_Stored data entries_

┄┄┄┄┄┄┄┄┄┄

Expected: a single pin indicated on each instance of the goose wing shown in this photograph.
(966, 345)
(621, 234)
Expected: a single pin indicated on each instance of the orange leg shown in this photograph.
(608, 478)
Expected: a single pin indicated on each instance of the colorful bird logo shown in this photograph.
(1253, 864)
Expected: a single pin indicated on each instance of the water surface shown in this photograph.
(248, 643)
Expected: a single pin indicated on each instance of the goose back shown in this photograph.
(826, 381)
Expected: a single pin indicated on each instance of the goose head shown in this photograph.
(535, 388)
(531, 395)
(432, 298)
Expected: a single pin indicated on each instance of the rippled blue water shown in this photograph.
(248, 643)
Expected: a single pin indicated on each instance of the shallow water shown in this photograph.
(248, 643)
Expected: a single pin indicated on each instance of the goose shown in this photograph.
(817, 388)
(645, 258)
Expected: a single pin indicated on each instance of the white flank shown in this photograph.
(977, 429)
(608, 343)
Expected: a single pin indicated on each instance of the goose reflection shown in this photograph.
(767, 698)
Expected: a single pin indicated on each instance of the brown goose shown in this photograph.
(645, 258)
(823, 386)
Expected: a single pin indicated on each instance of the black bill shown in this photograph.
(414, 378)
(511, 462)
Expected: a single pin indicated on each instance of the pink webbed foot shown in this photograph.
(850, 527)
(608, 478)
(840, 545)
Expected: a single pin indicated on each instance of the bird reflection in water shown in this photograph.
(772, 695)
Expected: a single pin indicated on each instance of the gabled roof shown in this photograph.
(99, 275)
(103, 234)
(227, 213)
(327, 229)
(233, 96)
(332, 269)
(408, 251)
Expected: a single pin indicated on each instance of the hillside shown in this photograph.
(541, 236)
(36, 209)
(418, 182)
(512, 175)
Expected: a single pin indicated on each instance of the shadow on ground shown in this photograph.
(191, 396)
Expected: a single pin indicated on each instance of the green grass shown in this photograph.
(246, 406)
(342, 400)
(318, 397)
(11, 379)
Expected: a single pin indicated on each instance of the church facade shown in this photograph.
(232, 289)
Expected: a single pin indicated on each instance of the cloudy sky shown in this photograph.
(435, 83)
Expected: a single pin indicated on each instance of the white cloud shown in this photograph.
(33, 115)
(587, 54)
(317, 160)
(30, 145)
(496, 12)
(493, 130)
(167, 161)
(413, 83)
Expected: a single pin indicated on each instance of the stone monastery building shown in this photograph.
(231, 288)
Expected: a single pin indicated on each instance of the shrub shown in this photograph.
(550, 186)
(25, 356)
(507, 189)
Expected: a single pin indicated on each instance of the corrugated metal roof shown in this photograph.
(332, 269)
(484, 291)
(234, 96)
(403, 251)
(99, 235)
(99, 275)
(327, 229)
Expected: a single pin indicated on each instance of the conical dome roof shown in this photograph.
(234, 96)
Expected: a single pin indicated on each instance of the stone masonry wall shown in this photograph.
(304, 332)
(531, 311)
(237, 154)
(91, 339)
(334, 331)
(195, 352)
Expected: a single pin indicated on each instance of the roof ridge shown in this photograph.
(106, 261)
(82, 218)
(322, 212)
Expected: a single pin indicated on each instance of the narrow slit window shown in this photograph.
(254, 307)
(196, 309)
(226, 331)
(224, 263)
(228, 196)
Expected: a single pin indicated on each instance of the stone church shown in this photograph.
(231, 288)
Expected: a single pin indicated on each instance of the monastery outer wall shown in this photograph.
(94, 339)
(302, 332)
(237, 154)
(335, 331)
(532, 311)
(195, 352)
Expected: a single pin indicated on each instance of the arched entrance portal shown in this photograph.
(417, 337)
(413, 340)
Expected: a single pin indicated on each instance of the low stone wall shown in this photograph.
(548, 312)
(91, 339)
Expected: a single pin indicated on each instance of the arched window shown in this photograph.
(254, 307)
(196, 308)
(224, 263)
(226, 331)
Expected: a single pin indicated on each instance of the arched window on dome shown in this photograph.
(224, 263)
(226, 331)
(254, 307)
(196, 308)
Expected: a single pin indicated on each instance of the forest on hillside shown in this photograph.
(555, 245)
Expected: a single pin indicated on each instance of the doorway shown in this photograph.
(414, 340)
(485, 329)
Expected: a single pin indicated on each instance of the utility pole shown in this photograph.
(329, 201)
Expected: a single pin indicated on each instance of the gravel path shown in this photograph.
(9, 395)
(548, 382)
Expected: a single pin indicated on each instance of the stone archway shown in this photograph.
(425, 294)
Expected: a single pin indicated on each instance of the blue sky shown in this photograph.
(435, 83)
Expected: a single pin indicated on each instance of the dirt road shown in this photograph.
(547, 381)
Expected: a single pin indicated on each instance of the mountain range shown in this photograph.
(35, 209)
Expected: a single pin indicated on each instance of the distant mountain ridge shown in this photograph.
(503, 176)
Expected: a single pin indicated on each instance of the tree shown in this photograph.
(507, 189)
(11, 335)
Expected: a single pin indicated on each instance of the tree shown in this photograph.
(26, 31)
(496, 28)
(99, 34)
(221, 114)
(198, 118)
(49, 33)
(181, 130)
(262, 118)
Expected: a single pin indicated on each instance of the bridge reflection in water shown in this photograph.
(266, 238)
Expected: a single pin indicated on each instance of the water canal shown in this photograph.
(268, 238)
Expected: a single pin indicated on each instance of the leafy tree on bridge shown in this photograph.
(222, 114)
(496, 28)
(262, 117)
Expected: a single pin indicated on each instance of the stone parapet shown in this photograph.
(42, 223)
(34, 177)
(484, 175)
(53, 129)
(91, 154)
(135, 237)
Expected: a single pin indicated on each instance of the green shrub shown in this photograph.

┄┄┄┄┄┄┄┄┄┄

_What the task asks_
Copy out every record above exactly as written.

_Written response_
Expected: a single pin indicated on each instance of the goose wing shown in this photograph.
(966, 345)
(621, 234)
Expected: a single pin indicated on each instance of the orange leg shown in this photograph.
(608, 478)
Expected: a single pin indicated on each instance of the colorful bird logo shown in this photograph.
(1253, 864)
Expected: a single pin indicated on each instance of the water surface shown in this photograph.
(248, 643)
Expected: a single pin indicated on each instance of the goose back shown in this photograph.
(826, 381)
Expected: a single pin indicated on each instance of the goose head shown in this photograph.
(535, 388)
(531, 395)
(432, 298)
Expected: a single pin indicated on each instance of the rippled blue water shown in this photograph.
(248, 643)
Expected: a single pin indicated on each instance of the shallow water shown in this photograph.
(248, 643)
Expected: a single pin indicated on each instance of the goose shown in this photograph.
(817, 388)
(645, 258)
Expected: a single pin indicated on each instance of the white flank shown in this photograph.
(977, 429)
(608, 343)
Expected: a single pin indicated on each instance of the goose reflection shown in this photograph.
(767, 698)
Expected: a single pin indicated on each instance of the brown goose shown in this photograph.
(645, 258)
(823, 386)
Expected: a single pin indicated on each instance of the black bill shown in this photograph.
(414, 378)
(511, 462)
Expected: a single pin indicated on each instance of the pink webbed foot shown in this photograph.
(850, 527)
(608, 478)
(840, 545)
Expected: a single pin indicated on each instance of the bird reflection in water shown in this photograph.
(772, 695)
Expected: a single pin indicated on each instance of the gabled roof shown in this photograph.
(99, 275)
(103, 234)
(227, 213)
(327, 229)
(233, 96)
(332, 269)
(408, 251)
Expected: a single pin indicated on each instance of the hillside shown in this photograph.
(541, 236)
(36, 209)
(418, 182)
(512, 175)
Expected: a single pin indicated on each instance of the shadow on ground shown in this photograph.
(191, 396)
Expected: a single pin indicated on each instance of the green grass shown in this photograph.
(246, 406)
(342, 400)
(318, 397)
(11, 379)
Expected: a single pin indicated on each instance of the church facade shown in this photograph.
(232, 289)
Expected: a single pin indicated on each instance of the cloudy sky shown in this photograph.
(435, 83)
Expected: a single pin indicated on each instance of the white cloud shown in this photograph.
(33, 115)
(587, 54)
(317, 160)
(30, 145)
(496, 12)
(493, 130)
(167, 161)
(413, 83)
Expected: a single pin indicated on each instance of the stone monastery building shown in this photograph.
(231, 288)
Expected: a single pin indicated on each instance of the shrub shown in this photograph.
(550, 186)
(25, 356)
(507, 189)
Expected: a single pin indicated on each instance of the corrugated metal roof shown in this photograph.
(332, 269)
(484, 291)
(234, 96)
(403, 251)
(99, 235)
(99, 275)
(327, 229)
Expected: a single pin indicated on each instance of the conical dome roof shown in this photograph.
(234, 96)
Expected: a single pin indicated on each instance of the stone masonry wall shown in this photograph.
(304, 332)
(531, 311)
(237, 154)
(91, 339)
(334, 331)
(195, 352)
Expected: a single pin indicated on each instance of the roof ridge shown in this photograph.
(106, 261)
(82, 218)
(322, 212)
Expected: a single pin indicated on each instance of the narrow slit window shown in this photograph.
(254, 307)
(196, 309)
(226, 331)
(224, 263)
(228, 196)
Expected: a single pin indicated on each instance of the stone church shown in this photograph.
(231, 288)
Expected: a single pin indicated on each instance of the monastery outer wall shown in this photograph.
(94, 339)
(302, 332)
(237, 154)
(335, 331)
(532, 311)
(195, 352)
Expected: a single pin indicated on each instance of the arched entrance portal shown in this photograph.
(417, 337)
(413, 340)
Expected: a single pin indicated on each instance of the low stone wall shown in this photograph.
(548, 312)
(91, 339)
Expected: a single pin indicated on each instance of the arched window shown in this photograph.
(254, 307)
(196, 308)
(224, 263)
(226, 331)
Expected: a single pin indicated on each instance of the arched window on dome shown in this photograph.
(224, 263)
(226, 331)
(254, 307)
(196, 308)
Expected: a single pin indicated on each instance of the forest on hillside shown in this photograph.
(555, 245)
Expected: a single pin indicated on each instance of the doorway shown in this photograph.
(414, 340)
(485, 329)
Expected: a single pin indicated on each instance of the utility pole shown in this photograph.
(329, 201)
Expected: a single pin indicated on each instance of the gravel path shown in this photograph.
(9, 395)
(548, 382)
Expected: a single pin indicated on each instance of the stone archway shown in this photograph.
(425, 294)
Expected: a single pin indicated on each instance of the blue sky shown in this photograph.
(435, 83)
Expected: a single pin indicated on each instance of the dirt road shown in this photograph.
(547, 381)
Expected: a single pin indicated on each instance of the mountain range shown in this photograph.
(35, 209)
Expected: a single pin indicated on each instance of the distant mountain ridge shown in this photograph.
(503, 176)
Expected: a single pin indicated on each instance of the tree shown in this photograph.
(507, 189)
(11, 335)
Expected: a single pin indicated on each instance of the tree shown in this photograph.
(26, 31)
(496, 28)
(99, 34)
(221, 114)
(198, 118)
(49, 33)
(181, 130)
(262, 118)
Expected: a single pin indicated on each instance of the bridge reflection in water shown in this photograph.
(266, 238)
Expected: a single pin indicated on each instance of the water canal shown in this photograph.
(268, 238)
Expected: a single pin indicated on each instance of the leafy tree on bridge shown in this photograph.
(222, 114)
(496, 28)
(262, 117)
Expected: a single pin indicated on each instance of the stone parapet shown in this photograph.
(42, 223)
(34, 177)
(484, 175)
(53, 129)
(91, 154)
(135, 237)
Expected: a single pin indicated on each instance of the green shrub shown in this photograph.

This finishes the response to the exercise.